-- Data in this exercise follows --
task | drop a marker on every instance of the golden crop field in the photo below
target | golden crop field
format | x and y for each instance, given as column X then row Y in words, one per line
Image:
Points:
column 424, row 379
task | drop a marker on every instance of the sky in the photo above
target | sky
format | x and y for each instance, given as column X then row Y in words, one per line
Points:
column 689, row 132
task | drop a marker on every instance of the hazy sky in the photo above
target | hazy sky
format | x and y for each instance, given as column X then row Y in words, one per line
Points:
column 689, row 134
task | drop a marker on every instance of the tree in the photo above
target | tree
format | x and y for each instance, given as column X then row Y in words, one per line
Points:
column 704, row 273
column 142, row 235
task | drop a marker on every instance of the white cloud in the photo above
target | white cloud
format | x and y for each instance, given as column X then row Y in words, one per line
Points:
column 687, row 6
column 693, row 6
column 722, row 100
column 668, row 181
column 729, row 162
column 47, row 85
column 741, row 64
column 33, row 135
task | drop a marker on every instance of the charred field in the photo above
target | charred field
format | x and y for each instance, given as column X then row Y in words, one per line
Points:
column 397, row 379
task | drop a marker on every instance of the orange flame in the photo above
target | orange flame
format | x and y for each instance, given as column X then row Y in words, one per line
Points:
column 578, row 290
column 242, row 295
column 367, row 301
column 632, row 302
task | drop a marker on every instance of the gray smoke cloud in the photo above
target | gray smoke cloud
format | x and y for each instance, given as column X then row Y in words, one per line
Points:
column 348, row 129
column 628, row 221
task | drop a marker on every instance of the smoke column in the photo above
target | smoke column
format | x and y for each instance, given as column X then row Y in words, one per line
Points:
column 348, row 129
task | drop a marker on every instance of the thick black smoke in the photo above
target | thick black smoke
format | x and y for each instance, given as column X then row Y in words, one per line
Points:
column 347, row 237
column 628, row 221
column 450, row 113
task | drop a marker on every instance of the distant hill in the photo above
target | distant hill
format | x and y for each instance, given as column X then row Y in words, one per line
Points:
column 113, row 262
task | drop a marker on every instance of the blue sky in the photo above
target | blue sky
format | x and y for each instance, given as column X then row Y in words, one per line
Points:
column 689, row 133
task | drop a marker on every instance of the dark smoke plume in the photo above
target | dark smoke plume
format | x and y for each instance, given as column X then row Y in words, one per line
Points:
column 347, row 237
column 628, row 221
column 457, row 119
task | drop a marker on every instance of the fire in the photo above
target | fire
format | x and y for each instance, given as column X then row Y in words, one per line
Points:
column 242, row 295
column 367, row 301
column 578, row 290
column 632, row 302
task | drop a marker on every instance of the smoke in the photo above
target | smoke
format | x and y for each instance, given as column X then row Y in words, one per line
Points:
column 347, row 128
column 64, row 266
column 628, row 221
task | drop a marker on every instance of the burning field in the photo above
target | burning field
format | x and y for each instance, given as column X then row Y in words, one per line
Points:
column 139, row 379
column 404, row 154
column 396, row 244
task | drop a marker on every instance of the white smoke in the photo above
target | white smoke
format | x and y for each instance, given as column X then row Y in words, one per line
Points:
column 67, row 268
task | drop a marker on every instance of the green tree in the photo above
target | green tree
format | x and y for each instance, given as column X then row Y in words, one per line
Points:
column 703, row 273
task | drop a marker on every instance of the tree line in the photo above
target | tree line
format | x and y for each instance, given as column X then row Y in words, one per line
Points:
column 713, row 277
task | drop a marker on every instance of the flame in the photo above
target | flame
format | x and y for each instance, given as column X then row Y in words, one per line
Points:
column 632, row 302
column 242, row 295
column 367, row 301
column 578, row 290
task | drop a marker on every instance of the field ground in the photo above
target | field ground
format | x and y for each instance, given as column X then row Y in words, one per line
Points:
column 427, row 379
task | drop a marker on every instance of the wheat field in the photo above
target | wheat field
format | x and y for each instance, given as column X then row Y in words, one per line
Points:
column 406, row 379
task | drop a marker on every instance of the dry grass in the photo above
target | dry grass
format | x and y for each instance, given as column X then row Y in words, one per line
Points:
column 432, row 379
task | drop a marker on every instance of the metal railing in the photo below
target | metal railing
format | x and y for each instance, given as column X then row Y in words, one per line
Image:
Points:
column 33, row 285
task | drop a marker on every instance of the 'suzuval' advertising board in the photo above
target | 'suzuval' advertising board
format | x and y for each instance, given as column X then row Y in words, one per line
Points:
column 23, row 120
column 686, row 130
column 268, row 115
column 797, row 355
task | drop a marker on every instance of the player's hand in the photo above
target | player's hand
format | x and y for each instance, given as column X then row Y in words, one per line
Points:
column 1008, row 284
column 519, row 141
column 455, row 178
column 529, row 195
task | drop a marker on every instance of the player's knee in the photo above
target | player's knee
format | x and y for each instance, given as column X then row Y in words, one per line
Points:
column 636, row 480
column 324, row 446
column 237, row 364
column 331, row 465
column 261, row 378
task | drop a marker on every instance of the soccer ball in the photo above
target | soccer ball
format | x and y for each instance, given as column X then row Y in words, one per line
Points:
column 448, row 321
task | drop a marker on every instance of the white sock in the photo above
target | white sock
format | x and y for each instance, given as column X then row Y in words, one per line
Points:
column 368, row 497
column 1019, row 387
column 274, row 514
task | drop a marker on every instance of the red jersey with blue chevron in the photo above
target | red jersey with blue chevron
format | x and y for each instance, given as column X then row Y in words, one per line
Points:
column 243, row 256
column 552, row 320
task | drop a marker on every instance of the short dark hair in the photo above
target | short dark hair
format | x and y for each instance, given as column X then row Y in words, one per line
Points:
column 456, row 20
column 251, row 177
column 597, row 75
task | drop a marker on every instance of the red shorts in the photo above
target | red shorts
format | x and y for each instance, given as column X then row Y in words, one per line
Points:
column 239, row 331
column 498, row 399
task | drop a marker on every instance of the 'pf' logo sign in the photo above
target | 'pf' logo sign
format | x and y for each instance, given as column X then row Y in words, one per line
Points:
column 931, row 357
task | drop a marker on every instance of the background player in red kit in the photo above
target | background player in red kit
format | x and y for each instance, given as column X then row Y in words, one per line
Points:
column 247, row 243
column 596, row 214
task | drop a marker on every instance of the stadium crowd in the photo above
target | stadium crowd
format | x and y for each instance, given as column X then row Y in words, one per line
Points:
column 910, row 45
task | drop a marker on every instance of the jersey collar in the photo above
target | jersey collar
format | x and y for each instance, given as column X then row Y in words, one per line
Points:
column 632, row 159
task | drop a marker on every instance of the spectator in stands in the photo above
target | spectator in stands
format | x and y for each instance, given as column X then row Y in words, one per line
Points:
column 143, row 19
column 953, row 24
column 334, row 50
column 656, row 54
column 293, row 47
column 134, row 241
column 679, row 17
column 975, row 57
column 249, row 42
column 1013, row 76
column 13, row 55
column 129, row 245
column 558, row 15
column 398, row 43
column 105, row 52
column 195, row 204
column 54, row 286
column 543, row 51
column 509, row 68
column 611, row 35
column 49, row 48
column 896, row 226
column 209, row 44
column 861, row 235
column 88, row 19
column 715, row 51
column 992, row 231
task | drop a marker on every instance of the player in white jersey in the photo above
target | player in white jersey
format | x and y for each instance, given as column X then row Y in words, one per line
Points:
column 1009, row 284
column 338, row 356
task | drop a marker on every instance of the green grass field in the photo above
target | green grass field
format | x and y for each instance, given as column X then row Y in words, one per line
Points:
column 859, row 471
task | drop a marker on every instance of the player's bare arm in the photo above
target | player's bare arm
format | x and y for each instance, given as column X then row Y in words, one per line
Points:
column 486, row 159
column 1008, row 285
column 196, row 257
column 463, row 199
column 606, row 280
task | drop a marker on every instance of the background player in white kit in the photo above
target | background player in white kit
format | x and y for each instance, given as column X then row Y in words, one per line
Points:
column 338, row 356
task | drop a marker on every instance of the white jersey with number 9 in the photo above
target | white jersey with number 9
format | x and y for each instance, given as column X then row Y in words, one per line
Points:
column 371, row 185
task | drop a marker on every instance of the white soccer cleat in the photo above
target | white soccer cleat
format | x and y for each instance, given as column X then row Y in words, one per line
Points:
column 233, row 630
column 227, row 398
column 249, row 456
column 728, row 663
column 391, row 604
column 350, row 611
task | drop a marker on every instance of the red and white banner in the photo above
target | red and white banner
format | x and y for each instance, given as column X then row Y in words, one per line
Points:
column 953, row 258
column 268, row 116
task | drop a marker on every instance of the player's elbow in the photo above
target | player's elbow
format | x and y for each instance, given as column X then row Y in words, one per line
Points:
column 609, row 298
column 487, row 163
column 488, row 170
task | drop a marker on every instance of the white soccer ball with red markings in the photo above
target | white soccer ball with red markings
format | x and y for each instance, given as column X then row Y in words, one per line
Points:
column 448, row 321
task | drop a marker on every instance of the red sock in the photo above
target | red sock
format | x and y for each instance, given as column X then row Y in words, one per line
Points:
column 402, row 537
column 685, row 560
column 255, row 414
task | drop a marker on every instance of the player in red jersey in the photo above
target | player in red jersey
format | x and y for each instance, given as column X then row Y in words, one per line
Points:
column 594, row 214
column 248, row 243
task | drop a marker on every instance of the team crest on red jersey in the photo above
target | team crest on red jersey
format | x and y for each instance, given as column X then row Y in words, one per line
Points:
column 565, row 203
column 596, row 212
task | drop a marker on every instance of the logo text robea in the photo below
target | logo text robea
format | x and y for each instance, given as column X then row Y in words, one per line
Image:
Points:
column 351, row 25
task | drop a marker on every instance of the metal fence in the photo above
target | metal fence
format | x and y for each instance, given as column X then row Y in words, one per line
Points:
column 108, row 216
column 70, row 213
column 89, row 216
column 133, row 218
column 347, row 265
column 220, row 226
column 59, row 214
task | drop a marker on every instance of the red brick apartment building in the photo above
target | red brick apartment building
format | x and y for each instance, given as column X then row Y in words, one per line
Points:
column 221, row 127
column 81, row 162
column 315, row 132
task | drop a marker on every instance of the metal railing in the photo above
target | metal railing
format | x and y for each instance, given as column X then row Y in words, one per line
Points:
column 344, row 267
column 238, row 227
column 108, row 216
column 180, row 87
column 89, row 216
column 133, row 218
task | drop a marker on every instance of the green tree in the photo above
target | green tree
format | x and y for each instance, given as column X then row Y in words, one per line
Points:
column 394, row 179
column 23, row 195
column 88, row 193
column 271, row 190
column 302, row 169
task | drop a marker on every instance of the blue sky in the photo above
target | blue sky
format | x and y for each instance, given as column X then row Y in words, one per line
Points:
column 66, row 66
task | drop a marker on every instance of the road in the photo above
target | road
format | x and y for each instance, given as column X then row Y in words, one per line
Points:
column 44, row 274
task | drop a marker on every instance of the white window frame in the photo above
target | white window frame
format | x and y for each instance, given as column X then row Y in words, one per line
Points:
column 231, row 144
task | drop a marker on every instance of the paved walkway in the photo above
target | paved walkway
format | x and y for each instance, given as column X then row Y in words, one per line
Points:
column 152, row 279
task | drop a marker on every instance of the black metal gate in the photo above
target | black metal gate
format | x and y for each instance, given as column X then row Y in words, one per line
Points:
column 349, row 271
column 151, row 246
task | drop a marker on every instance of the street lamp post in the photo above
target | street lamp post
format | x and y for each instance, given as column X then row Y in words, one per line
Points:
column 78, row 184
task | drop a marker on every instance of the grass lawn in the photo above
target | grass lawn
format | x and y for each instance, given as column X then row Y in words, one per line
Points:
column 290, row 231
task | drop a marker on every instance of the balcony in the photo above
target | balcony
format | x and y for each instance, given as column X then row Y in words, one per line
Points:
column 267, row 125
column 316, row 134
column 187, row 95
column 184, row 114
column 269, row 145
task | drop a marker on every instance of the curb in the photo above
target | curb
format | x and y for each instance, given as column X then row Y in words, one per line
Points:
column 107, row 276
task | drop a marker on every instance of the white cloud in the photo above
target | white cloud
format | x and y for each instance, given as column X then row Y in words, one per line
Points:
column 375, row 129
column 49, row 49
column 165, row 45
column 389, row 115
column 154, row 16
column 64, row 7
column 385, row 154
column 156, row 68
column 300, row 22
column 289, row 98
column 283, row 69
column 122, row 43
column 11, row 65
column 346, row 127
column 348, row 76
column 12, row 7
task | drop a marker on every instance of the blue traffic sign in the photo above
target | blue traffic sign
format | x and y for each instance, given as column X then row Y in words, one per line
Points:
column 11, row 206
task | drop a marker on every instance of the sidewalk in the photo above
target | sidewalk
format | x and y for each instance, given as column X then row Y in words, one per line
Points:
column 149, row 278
-- Data in this exercise concluded --
**Work instruction:** Give an exact copy of the lines above, from the top of the records to the line that contains "target | sky", taking in both ends.

**Written response:**
task | drop a marker on every instance of the golden crop field in the photo below
target | golden crop field
format | x and y for each instance, given as column X then row Y in words, one per line
Image:
Points:
column 424, row 379
task | drop a marker on every instance of the sky in the photo above
target | sky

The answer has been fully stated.